-- START Records for this exercise --

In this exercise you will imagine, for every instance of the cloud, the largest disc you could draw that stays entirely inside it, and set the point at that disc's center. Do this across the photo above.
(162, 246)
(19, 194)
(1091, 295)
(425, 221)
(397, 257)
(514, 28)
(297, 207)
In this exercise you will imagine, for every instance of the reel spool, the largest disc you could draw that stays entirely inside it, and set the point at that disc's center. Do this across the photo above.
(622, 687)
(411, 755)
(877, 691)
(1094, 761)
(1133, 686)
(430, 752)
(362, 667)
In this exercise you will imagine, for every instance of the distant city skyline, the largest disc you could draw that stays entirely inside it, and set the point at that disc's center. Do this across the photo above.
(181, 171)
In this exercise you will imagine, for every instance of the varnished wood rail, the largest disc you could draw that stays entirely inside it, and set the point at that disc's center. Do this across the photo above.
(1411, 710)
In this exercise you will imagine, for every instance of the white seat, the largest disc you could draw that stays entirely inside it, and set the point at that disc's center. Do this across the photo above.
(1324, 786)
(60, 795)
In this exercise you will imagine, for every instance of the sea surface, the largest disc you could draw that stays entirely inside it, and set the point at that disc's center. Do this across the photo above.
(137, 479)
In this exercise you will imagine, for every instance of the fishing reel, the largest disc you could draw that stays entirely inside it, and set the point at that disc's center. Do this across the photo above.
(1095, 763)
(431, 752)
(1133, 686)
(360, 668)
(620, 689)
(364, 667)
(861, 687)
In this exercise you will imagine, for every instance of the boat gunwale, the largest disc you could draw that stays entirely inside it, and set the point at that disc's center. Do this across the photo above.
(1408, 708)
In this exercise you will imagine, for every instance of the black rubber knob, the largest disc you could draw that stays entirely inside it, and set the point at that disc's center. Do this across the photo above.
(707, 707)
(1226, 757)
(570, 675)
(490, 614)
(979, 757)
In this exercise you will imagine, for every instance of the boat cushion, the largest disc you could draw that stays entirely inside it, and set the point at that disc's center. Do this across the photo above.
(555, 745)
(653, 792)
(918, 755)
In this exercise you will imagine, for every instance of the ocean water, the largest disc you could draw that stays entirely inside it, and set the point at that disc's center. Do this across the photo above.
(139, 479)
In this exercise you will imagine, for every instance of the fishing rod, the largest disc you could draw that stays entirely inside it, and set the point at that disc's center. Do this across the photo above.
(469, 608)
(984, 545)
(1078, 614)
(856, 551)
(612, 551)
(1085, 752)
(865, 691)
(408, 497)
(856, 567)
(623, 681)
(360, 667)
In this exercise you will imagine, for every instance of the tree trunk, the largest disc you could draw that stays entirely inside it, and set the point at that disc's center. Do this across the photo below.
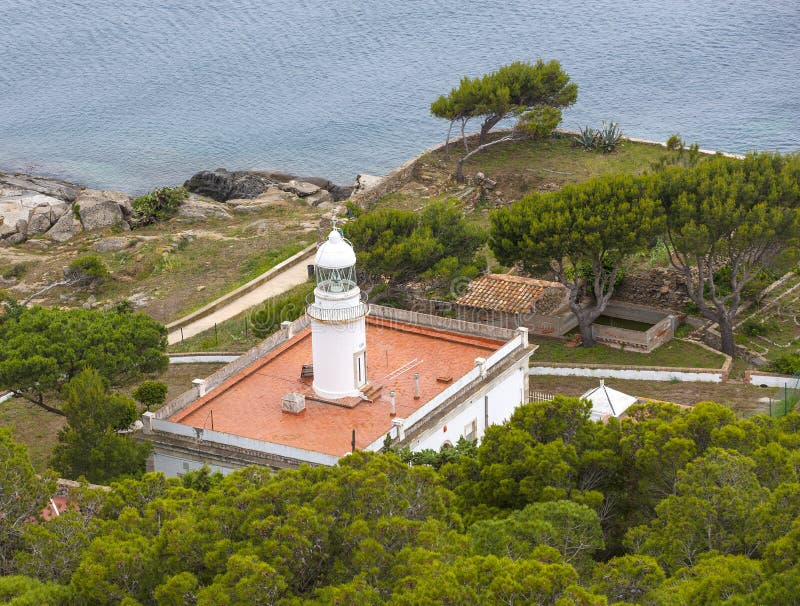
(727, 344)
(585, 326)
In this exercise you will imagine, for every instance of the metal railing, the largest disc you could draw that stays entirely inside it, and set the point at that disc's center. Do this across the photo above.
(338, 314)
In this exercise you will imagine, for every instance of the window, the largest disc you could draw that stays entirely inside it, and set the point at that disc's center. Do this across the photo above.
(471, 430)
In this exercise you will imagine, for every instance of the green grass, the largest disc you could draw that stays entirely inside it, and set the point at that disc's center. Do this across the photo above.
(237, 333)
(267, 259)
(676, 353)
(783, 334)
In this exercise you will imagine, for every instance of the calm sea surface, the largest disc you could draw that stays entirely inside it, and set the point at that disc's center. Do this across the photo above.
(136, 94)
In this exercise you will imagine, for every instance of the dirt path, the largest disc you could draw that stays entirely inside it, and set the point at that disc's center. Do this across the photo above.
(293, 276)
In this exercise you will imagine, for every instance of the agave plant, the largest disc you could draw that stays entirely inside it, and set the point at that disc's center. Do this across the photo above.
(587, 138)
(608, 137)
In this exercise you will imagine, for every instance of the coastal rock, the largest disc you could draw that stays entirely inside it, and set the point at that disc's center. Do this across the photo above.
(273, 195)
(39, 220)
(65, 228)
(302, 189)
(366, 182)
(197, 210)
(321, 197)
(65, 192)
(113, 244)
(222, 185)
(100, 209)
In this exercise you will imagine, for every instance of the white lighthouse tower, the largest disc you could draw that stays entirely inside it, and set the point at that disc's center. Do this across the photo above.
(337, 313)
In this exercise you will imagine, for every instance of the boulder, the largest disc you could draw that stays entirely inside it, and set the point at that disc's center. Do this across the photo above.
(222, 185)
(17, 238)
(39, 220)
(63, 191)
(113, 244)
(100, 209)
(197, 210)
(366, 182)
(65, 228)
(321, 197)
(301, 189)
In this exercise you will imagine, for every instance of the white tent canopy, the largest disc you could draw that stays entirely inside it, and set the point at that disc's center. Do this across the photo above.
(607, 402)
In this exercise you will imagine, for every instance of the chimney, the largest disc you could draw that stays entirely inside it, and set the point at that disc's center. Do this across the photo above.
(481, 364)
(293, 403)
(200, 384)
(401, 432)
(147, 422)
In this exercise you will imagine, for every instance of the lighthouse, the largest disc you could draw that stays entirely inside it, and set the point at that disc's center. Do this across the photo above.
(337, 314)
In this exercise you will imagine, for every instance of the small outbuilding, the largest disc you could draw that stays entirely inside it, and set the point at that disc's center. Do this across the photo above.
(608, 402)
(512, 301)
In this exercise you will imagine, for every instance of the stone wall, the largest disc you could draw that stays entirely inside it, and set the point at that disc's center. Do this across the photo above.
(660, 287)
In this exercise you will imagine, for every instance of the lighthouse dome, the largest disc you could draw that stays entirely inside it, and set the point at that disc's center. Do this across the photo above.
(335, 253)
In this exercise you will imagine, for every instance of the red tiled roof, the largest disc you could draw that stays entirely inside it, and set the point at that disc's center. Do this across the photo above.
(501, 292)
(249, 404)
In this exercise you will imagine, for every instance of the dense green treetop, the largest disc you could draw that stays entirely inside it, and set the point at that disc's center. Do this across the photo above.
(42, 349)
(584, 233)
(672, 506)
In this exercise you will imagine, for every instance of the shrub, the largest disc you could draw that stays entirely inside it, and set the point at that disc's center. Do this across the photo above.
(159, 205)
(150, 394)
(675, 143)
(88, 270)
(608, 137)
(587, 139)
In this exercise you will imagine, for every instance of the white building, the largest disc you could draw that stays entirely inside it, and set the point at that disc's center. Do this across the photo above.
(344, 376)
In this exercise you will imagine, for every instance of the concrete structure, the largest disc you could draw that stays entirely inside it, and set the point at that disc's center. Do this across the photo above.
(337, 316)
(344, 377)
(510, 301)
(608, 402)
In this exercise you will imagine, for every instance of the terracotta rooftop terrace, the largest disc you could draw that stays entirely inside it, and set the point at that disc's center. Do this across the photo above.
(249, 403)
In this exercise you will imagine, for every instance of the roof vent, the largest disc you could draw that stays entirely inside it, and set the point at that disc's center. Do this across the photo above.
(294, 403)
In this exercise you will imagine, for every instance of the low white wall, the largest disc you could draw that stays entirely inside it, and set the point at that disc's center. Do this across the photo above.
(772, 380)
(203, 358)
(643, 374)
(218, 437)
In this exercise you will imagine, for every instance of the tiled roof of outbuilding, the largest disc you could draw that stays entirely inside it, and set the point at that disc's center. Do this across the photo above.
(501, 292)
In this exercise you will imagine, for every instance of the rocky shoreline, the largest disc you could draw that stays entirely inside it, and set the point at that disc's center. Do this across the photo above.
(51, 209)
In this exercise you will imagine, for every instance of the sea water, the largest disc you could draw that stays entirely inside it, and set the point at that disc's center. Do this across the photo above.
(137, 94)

-- END Records for this exercise --
-- START Records for this exercise --

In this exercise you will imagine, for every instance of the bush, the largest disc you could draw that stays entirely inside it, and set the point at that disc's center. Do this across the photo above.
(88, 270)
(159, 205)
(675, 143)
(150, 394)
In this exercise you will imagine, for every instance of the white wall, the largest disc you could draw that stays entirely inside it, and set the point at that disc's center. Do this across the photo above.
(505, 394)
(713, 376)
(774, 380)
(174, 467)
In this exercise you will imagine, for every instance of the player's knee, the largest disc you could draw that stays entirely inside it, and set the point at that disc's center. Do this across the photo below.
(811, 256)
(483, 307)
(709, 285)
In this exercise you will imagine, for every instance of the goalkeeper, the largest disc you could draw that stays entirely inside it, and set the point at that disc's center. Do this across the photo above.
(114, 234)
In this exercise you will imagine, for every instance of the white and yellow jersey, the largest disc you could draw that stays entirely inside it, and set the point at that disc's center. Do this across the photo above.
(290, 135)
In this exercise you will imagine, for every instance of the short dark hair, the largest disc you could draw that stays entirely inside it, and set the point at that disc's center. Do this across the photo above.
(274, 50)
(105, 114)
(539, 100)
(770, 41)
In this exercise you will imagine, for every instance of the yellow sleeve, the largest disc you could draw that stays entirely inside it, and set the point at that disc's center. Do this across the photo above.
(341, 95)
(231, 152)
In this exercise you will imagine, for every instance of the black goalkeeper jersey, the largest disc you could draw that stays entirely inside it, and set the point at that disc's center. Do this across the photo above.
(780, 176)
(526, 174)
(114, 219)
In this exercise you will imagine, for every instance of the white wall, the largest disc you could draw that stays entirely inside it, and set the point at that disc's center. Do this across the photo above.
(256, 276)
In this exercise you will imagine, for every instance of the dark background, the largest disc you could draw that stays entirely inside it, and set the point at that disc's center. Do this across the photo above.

-- END Records for this exercise --

● Given problem:
Rewrite the records from the line containing "boat gunwale, the" through the line containing "(1408, 708)", inclusive, changing "boat gunwale" to "boat rail" and leaving everything else untouched.

● Task solution:
In this exercise you will imagine, for every instance of the boat rail, the largest disc you could draw that stays entirely inside it, and set the point at that disc's center. Do this across the photo above.
(1408, 708)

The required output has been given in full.